§ **SET EXERCISE**
Show every line of the data below that contains the string "wall", copying each line in full.

§ **AVAILABLE RECORDS**
_ _ _ _
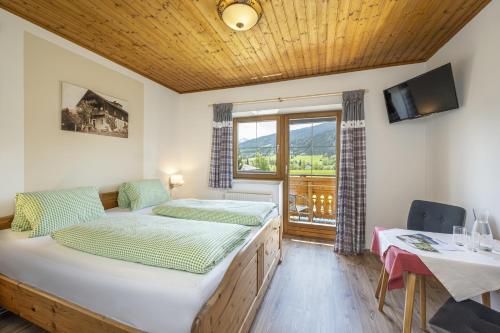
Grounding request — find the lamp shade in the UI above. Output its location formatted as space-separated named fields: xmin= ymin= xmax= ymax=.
xmin=217 ymin=0 xmax=262 ymax=31
xmin=170 ymin=174 xmax=184 ymax=186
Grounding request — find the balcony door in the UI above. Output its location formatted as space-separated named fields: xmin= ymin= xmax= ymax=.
xmin=283 ymin=111 xmax=341 ymax=239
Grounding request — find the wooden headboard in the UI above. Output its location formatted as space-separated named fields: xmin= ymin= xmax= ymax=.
xmin=0 ymin=192 xmax=118 ymax=230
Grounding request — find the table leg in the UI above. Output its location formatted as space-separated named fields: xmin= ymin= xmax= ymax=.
xmin=419 ymin=275 xmax=427 ymax=331
xmin=403 ymin=273 xmax=417 ymax=333
xmin=481 ymin=292 xmax=491 ymax=308
xmin=378 ymin=268 xmax=389 ymax=312
xmin=375 ymin=263 xmax=385 ymax=298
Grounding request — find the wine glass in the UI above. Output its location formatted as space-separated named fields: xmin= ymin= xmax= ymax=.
xmin=453 ymin=226 xmax=465 ymax=246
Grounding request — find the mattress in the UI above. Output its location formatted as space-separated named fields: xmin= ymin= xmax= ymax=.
xmin=0 ymin=208 xmax=278 ymax=333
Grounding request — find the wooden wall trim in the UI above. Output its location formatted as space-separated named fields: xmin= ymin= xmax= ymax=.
xmin=0 ymin=0 xmax=491 ymax=93
xmin=0 ymin=191 xmax=118 ymax=230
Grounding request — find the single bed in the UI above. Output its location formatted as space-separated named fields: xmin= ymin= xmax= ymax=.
xmin=0 ymin=191 xmax=281 ymax=333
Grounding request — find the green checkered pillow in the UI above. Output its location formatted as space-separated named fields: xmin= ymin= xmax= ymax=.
xmin=10 ymin=193 xmax=31 ymax=231
xmin=125 ymin=179 xmax=170 ymax=210
xmin=22 ymin=187 xmax=104 ymax=237
xmin=118 ymin=183 xmax=130 ymax=208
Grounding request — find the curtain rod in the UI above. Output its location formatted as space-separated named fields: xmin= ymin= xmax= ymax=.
xmin=209 ymin=89 xmax=368 ymax=106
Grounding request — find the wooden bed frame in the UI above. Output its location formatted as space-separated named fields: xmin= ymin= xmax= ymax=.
xmin=0 ymin=192 xmax=282 ymax=333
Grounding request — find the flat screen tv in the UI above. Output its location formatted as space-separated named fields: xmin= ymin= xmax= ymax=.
xmin=384 ymin=64 xmax=458 ymax=123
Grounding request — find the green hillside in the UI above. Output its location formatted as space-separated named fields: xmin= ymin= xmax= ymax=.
xmin=238 ymin=122 xmax=337 ymax=176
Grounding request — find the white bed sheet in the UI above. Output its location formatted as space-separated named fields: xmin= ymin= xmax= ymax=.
xmin=0 ymin=208 xmax=277 ymax=333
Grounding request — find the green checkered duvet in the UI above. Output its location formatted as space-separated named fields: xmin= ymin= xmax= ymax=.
xmin=153 ymin=199 xmax=276 ymax=226
xmin=52 ymin=215 xmax=250 ymax=274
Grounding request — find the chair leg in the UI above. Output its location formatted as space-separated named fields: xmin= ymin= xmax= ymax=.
xmin=403 ymin=273 xmax=417 ymax=333
xmin=375 ymin=263 xmax=385 ymax=299
xmin=378 ymin=267 xmax=389 ymax=312
xmin=481 ymin=292 xmax=491 ymax=308
xmin=419 ymin=275 xmax=427 ymax=331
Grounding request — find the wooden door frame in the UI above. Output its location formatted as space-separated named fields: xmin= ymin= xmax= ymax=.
xmin=281 ymin=110 xmax=342 ymax=240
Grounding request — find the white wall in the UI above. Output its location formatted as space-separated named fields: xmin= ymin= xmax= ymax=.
xmin=170 ymin=64 xmax=426 ymax=244
xmin=0 ymin=9 xmax=179 ymax=216
xmin=427 ymin=1 xmax=500 ymax=238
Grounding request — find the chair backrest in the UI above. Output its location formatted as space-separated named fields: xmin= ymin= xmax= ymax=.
xmin=406 ymin=200 xmax=465 ymax=234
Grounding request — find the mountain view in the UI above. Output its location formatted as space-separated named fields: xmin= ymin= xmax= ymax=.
xmin=238 ymin=121 xmax=337 ymax=176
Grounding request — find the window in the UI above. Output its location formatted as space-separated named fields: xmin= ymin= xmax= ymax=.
xmin=288 ymin=117 xmax=337 ymax=176
xmin=233 ymin=116 xmax=281 ymax=179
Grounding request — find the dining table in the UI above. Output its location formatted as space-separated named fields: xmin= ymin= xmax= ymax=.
xmin=371 ymin=227 xmax=500 ymax=333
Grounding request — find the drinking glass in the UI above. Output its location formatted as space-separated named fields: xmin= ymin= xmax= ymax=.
xmin=453 ymin=226 xmax=466 ymax=246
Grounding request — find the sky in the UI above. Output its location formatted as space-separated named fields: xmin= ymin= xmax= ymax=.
xmin=238 ymin=120 xmax=328 ymax=143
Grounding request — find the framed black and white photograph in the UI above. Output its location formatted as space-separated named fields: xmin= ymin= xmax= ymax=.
xmin=61 ymin=82 xmax=128 ymax=138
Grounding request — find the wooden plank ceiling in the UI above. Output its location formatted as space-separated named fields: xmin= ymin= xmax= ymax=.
xmin=0 ymin=0 xmax=489 ymax=93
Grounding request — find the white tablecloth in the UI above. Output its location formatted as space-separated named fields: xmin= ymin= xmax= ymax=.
xmin=379 ymin=229 xmax=500 ymax=302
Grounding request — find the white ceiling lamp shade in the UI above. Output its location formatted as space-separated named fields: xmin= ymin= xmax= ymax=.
xmin=217 ymin=0 xmax=262 ymax=31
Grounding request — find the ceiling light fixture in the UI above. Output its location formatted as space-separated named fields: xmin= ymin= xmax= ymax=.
xmin=217 ymin=0 xmax=262 ymax=31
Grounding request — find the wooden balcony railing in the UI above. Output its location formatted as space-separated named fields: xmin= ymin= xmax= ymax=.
xmin=288 ymin=176 xmax=337 ymax=224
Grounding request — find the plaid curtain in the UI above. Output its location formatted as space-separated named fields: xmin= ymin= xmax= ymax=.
xmin=208 ymin=103 xmax=233 ymax=188
xmin=335 ymin=90 xmax=366 ymax=255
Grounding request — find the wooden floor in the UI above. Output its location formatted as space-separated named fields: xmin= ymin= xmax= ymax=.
xmin=0 ymin=239 xmax=500 ymax=333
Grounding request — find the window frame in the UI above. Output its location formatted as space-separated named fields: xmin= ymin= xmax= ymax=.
xmin=233 ymin=115 xmax=283 ymax=180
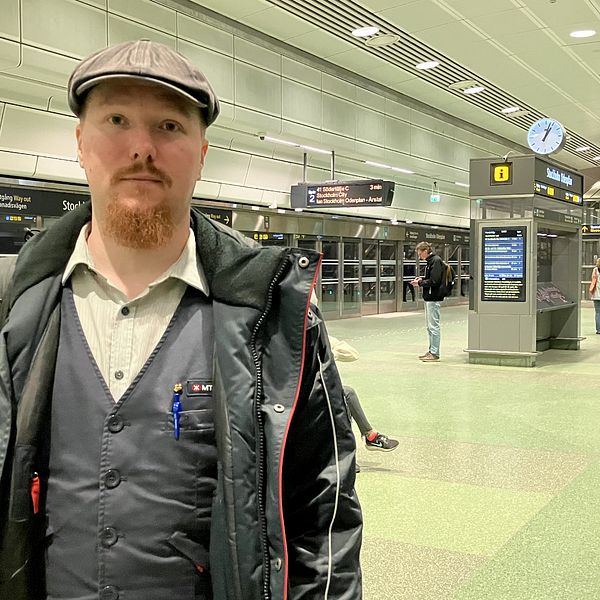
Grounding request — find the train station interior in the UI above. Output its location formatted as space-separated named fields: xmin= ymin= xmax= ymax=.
xmin=0 ymin=0 xmax=600 ymax=600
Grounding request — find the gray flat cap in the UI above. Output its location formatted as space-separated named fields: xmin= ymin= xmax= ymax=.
xmin=68 ymin=40 xmax=219 ymax=126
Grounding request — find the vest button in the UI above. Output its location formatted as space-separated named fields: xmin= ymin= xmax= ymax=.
xmin=108 ymin=415 xmax=125 ymax=433
xmin=100 ymin=585 xmax=119 ymax=600
xmin=104 ymin=469 xmax=121 ymax=489
xmin=100 ymin=527 xmax=119 ymax=548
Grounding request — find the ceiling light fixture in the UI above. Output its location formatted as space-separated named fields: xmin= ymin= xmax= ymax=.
xmin=352 ymin=25 xmax=379 ymax=37
xmin=365 ymin=160 xmax=392 ymax=169
xmin=365 ymin=33 xmax=400 ymax=48
xmin=365 ymin=160 xmax=415 ymax=175
xmin=462 ymin=85 xmax=485 ymax=94
xmin=569 ymin=29 xmax=596 ymax=38
xmin=258 ymin=134 xmax=331 ymax=154
xmin=415 ymin=60 xmax=440 ymax=71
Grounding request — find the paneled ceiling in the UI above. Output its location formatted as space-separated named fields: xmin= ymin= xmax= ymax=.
xmin=188 ymin=0 xmax=600 ymax=169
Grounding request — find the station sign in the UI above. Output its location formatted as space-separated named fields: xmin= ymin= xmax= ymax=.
xmin=533 ymin=207 xmax=583 ymax=225
xmin=581 ymin=223 xmax=600 ymax=234
xmin=194 ymin=205 xmax=233 ymax=227
xmin=481 ymin=227 xmax=527 ymax=302
xmin=490 ymin=162 xmax=512 ymax=185
xmin=534 ymin=159 xmax=583 ymax=205
xmin=0 ymin=186 xmax=90 ymax=217
xmin=291 ymin=179 xmax=395 ymax=208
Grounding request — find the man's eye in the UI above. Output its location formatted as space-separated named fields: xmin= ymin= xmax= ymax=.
xmin=162 ymin=121 xmax=181 ymax=131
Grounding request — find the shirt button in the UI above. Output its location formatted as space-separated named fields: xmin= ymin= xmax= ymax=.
xmin=100 ymin=527 xmax=119 ymax=548
xmin=108 ymin=415 xmax=125 ymax=433
xmin=100 ymin=585 xmax=119 ymax=600
xmin=104 ymin=469 xmax=121 ymax=490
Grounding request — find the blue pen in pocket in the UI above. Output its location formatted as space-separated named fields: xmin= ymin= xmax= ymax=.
xmin=171 ymin=383 xmax=183 ymax=440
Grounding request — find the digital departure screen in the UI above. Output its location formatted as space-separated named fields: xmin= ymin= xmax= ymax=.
xmin=291 ymin=179 xmax=394 ymax=208
xmin=481 ymin=227 xmax=527 ymax=302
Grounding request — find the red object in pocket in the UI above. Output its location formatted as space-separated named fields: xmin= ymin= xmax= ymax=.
xmin=31 ymin=473 xmax=40 ymax=515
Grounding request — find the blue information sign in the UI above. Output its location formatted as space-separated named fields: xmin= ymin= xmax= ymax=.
xmin=481 ymin=227 xmax=527 ymax=302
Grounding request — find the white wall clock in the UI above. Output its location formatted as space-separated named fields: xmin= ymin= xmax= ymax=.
xmin=527 ymin=119 xmax=567 ymax=154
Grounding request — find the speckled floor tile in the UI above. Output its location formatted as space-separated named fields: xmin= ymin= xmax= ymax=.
xmin=358 ymin=437 xmax=592 ymax=492
xmin=361 ymin=538 xmax=486 ymax=600
xmin=328 ymin=303 xmax=600 ymax=600
xmin=356 ymin=473 xmax=551 ymax=556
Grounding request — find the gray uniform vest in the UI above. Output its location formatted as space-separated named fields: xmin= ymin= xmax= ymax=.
xmin=46 ymin=288 xmax=217 ymax=600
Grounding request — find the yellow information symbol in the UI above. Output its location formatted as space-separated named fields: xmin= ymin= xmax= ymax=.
xmin=494 ymin=165 xmax=510 ymax=183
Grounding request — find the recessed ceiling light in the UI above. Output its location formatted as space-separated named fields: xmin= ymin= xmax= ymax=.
xmin=365 ymin=33 xmax=400 ymax=48
xmin=463 ymin=85 xmax=485 ymax=94
xmin=448 ymin=79 xmax=479 ymax=90
xmin=569 ymin=29 xmax=596 ymax=37
xmin=415 ymin=60 xmax=440 ymax=71
xmin=352 ymin=26 xmax=379 ymax=37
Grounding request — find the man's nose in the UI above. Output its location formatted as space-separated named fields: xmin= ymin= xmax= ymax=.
xmin=129 ymin=127 xmax=156 ymax=162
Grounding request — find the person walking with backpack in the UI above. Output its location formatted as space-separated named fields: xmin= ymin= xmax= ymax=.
xmin=410 ymin=242 xmax=445 ymax=362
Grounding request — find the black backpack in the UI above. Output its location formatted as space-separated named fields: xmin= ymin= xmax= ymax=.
xmin=440 ymin=260 xmax=456 ymax=298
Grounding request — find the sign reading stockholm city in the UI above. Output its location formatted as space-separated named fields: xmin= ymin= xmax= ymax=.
xmin=291 ymin=179 xmax=394 ymax=208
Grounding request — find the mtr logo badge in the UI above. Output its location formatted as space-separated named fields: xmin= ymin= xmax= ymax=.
xmin=185 ymin=379 xmax=217 ymax=396
xmin=490 ymin=163 xmax=512 ymax=185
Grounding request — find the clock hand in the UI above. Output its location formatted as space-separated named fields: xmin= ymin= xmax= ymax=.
xmin=542 ymin=123 xmax=552 ymax=142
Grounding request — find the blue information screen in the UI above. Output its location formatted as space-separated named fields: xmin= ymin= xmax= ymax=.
xmin=481 ymin=227 xmax=527 ymax=302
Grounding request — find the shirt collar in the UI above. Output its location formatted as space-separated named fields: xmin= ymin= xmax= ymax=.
xmin=62 ymin=223 xmax=210 ymax=296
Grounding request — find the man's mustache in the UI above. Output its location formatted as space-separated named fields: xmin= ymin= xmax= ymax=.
xmin=111 ymin=163 xmax=173 ymax=187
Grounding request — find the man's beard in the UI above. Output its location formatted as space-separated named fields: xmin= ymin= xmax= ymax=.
xmin=103 ymin=194 xmax=175 ymax=250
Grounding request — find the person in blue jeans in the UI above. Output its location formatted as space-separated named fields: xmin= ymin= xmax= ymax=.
xmin=590 ymin=258 xmax=600 ymax=335
xmin=410 ymin=242 xmax=444 ymax=362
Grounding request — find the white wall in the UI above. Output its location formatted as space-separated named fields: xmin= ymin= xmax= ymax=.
xmin=0 ymin=0 xmax=507 ymax=226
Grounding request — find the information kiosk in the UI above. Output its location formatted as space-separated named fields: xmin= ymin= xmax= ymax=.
xmin=466 ymin=156 xmax=583 ymax=367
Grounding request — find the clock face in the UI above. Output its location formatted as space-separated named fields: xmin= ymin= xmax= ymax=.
xmin=527 ymin=119 xmax=567 ymax=154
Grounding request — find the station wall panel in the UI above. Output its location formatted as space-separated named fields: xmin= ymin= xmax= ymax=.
xmin=178 ymin=40 xmax=234 ymax=102
xmin=108 ymin=14 xmax=177 ymax=50
xmin=235 ymin=62 xmax=281 ymax=117
xmin=0 ymin=104 xmax=77 ymax=160
xmin=110 ymin=0 xmax=177 ymax=37
xmin=282 ymin=79 xmax=323 ymax=129
xmin=22 ymin=0 xmax=106 ymax=58
xmin=281 ymin=56 xmax=322 ymax=90
xmin=0 ymin=0 xmax=21 ymax=41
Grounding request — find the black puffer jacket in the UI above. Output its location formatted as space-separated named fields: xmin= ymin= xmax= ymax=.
xmin=0 ymin=205 xmax=362 ymax=600
xmin=419 ymin=252 xmax=444 ymax=302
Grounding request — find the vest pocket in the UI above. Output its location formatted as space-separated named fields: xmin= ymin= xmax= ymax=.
xmin=8 ymin=445 xmax=37 ymax=523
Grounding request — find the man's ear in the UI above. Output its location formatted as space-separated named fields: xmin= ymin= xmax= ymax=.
xmin=75 ymin=123 xmax=83 ymax=168
xmin=198 ymin=139 xmax=208 ymax=179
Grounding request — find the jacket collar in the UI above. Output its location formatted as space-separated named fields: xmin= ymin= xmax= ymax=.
xmin=10 ymin=202 xmax=288 ymax=310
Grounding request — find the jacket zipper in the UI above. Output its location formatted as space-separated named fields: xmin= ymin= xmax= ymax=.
xmin=250 ymin=252 xmax=291 ymax=600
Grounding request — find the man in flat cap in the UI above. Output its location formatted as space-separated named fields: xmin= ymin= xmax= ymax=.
xmin=0 ymin=40 xmax=361 ymax=600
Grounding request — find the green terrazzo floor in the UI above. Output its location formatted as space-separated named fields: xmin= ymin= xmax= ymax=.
xmin=328 ymin=303 xmax=600 ymax=600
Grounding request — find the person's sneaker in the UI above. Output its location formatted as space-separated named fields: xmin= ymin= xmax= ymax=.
xmin=365 ymin=433 xmax=400 ymax=452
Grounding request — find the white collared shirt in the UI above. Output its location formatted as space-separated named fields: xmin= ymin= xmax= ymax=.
xmin=62 ymin=223 xmax=209 ymax=402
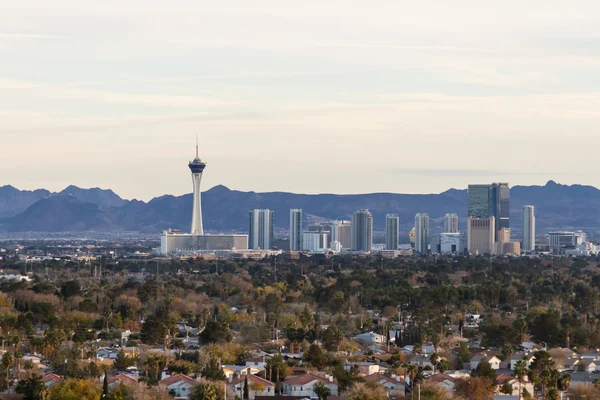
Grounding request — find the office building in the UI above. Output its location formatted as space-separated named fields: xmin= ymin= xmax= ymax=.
xmin=467 ymin=217 xmax=496 ymax=254
xmin=352 ymin=210 xmax=373 ymax=252
xmin=248 ymin=210 xmax=273 ymax=250
xmin=385 ymin=214 xmax=400 ymax=250
xmin=444 ymin=214 xmax=458 ymax=233
xmin=290 ymin=208 xmax=302 ymax=251
xmin=415 ymin=213 xmax=429 ymax=254
xmin=302 ymin=231 xmax=329 ymax=252
xmin=160 ymin=143 xmax=248 ymax=255
xmin=332 ymin=221 xmax=352 ymax=249
xmin=468 ymin=183 xmax=510 ymax=239
xmin=521 ymin=206 xmax=535 ymax=253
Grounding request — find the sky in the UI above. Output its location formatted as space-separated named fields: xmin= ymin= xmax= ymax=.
xmin=0 ymin=0 xmax=600 ymax=200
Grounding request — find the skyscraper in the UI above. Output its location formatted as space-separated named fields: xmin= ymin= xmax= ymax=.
_ _ _ _
§ **RESULT**
Grounding request — find the wooden wall trim in the UI above. Output its location formatted as space-separated named fields: xmin= ymin= xmax= ymax=.
Grounding request — find the white wall in the UI above. Output its location formatted as space-separated named fields: xmin= ymin= xmax= ymax=.
Grounding request — find the white wall clock in the UI above. Output its location formatted as space-separated named fields: xmin= ymin= xmax= ymax=.
Grounding request — find the white wall in the UI above. Output its location formatted as space-separated named fields: xmin= ymin= xmax= ymax=.
Grounding request — find the station wall panel in the UI above. Output its location formatted as space-separated named fields: xmin= ymin= xmax= ymax=.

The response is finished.